**WHAT IS BEING ASKED:** Your reply should consist only of the lines from the one with "Target: grey cloud" through the end of the entries, transcribed exactly. Pictures stay out.

**Photo-based referring expression data:**
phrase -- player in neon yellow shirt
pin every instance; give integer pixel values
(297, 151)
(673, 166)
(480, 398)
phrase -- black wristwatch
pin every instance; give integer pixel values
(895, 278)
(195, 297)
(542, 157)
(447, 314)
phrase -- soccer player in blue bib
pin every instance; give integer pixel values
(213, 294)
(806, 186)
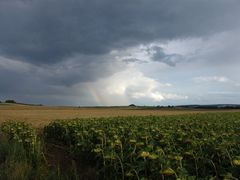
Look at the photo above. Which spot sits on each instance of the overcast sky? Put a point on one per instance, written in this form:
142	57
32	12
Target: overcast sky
111	52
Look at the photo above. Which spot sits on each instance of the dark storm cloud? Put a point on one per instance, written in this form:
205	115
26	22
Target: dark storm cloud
49	31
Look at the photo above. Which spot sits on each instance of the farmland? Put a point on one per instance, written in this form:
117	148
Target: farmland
119	143
39	116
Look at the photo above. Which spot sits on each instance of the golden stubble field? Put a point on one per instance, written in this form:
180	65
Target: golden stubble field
39	116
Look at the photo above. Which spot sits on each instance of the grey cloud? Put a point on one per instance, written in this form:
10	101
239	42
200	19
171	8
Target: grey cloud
49	31
169	59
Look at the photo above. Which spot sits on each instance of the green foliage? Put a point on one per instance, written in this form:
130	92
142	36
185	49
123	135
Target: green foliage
183	146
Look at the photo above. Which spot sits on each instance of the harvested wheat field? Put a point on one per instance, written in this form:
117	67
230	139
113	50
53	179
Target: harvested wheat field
39	116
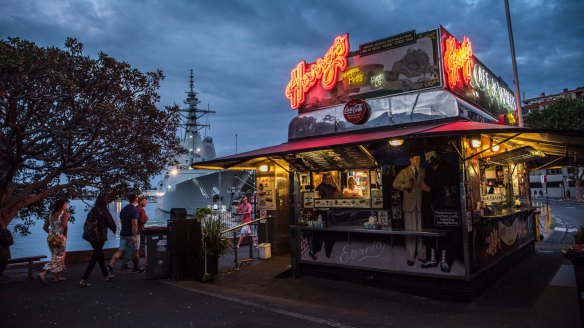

**THE ANSWER:**
Target: grey cloud
49	31
169	59
Look at the photo above. Which spot sits on each instance of the green foliage? Put a point on one per instance, written in this form:
130	92
142	36
185	49
123	135
Target: green foliage
183	146
Look at the photo above. Which spot sits on each instance of the harvested wheat field? Put a point on one per instance, written in this form:
117	67
230	139
113	50
53	179
Target: harvested wheat field
39	116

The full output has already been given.